** Document segment follows **

If the output is interpreting sources rather than just regurgitating quotes from them, you need to exert judgment to verify they support its claims. When the LLM output is about some highly technical subject, it can require expert knowledge just to judge whether the source supports the claims.
Including literal 404s... As an outsider it has always struck me as absurd that they don't just do the equivalent of wget over all provided sources.
Or why the LLM doesn’t do a lookup into a subset of the training data as a database and reject the output if it seems to be wrong. A billion of the most urls and the entirety of Wikipedia, arkiv and stackoverflow would go a long way.
If that could be done, then we would be using that and skipping the llms entirely
Can’t see why that couldn’t be done? You save a http request for a ton of the urls.
Because if the llm could tell right from wrong, it wouldn't have to do this in the first place. It's like the bible clainming it's true because the bible says it's true. Circular logic.
Seems like the LLM is giving correct output if it’s generating a plausible string of tokens in response to your string of tokens.
> Seems like the LLM is giving correct output if it’s generating a plausible string of tokens in response to your string of tokens.

No. If you prompt it to get a response and then you ask it to cite sources, if it outputs broken links that never existed then it clearly failed to deliver correct output.

"correct" for an llm means "fits the statistical distributions in the training data"

"correct" for you is "truth that corresponds to the real world"

They are two very different things. The llm's output is, very much, correct. Because it was never meant to mean anything other than similarity of probability distributions.

It's not what you wanted, but that doesn't make it incorrect. You're just under a wrong assumption about what you were asking for. You were asking for something that looks like it could be true. Even if you ask it to not hallucinate, you're just asking it to make it look like it is not hallucinating. Meanwhile you thought you were asking for the actual, real, answer to your question.

Right, the dialogue between the user and the LLM closely resembles documents used in training the LLM. People argue with, lie to, and misunderstand others on the internet. Here's a totally plausible hypothetical forum discussion:

Person A: I believe X.

** End of Document segment **
** Records shown follows **

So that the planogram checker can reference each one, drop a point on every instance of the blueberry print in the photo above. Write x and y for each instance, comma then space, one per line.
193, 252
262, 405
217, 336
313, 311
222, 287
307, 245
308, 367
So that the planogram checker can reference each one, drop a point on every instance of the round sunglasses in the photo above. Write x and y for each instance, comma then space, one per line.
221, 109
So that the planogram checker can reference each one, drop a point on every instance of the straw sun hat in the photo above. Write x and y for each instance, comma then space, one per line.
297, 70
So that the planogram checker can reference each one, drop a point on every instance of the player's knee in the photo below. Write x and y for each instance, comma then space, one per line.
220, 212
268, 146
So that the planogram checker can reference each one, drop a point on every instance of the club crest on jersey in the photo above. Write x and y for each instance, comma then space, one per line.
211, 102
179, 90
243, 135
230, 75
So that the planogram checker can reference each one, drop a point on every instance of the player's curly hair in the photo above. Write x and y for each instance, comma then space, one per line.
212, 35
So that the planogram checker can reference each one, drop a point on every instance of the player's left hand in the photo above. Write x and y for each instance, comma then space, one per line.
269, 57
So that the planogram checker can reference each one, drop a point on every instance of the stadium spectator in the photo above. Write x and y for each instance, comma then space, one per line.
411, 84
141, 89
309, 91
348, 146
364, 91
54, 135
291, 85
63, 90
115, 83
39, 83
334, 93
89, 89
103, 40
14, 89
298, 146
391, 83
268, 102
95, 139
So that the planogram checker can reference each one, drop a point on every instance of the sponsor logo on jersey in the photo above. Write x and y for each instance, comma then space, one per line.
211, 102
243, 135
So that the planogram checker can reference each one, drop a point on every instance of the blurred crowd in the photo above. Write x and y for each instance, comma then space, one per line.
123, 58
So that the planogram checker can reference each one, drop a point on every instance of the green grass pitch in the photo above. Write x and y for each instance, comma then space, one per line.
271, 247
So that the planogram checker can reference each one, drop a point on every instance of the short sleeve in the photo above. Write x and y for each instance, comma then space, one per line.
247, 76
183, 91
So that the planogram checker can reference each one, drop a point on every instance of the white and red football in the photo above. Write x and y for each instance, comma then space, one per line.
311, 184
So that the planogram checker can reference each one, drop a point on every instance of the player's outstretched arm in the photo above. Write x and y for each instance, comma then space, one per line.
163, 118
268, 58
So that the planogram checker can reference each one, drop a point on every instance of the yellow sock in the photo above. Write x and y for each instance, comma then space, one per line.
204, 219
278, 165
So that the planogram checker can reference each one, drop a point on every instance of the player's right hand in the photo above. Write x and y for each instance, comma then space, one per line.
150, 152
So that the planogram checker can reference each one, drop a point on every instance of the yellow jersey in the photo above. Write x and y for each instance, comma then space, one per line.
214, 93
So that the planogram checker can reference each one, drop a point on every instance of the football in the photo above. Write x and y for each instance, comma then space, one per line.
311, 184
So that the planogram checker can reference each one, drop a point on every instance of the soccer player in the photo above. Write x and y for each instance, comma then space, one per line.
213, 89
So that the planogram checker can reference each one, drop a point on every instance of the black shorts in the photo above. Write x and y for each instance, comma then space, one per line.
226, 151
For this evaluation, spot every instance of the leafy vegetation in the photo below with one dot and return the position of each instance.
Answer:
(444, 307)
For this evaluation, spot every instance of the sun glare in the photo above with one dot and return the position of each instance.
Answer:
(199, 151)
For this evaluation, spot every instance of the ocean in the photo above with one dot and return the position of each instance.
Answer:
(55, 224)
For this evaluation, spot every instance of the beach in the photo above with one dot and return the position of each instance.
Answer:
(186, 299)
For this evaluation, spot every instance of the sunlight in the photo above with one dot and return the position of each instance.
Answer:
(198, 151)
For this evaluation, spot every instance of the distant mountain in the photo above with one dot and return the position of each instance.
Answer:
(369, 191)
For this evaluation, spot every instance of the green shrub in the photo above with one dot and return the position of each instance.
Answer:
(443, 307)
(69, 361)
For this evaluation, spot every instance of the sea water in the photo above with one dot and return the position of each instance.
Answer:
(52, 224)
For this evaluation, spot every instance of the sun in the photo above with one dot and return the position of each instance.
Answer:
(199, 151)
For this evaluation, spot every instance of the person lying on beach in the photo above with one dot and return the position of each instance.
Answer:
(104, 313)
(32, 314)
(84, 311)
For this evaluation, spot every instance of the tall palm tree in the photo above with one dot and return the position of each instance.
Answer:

** End of Records shown **

** Using the information **
- a) Render this sentence from the thread on LLMs and their cited sources in Spanish: "People argue with, lie to, and misunderstand others on the internet."
- b) Please pick up the thread on LLMs and their cited sources at the point where it stops, and carry it on.

** Results for each task **
- a) La gente discute con otros, les miente y los malinterpreta en internet.

- b)
Person B: Do you have a source for that?

A: Yes, it was shown by blah blah in the paper yada yada.

B: I don't think that study exists. Share a link?

A: [posts a URL]

B: That's not a real paper. The URL doesn't even work!

A: Works on my machine.

---

I've seen those kind of chats so many times online. Know what I haven't seen very often? When person A says "You're right, I made up that article. Let me look again for a real one, and I might change my opinion depending on what it says."

Why isn't the LLM under the wrong assumption? So I don't get from my tool what I need and it's still me at fault? I am not yet ready to bow to the AI overlords, sorry.
Oh okay, guess all LLMs are just fine then and we don't need to do any further development on them.
But are the links plausible text given the training data?

If the purpose is to accurately cite sources, how is it even possible to hallucinate them? Seems like folks are expecting way too much from these tools. They are not intelligent. Useful, perhaps.

Seems that's just expecting things that LLMs were not designed for.

It's a token producer based on trained weights, it doesn't use any sources.

Even if it were "fixed" so that it only generates URLs that exist, it's still incorrect because it did not use any sources so those URLs are not sources.

Then let's face it: LLMs were not designed to give proper answers. Now that we settled this and the emperor is obviously naked, what?
I have search enabled 100% of the time with ChatGPT and would never go back to raw-dogging LLM citations. O3 especially has passed the threshold of “not always annoying”. Had an argument with Gemini yesterday where it was insisting on some hallucinated implementation of a function even while giving me a GitHub link to the correct source.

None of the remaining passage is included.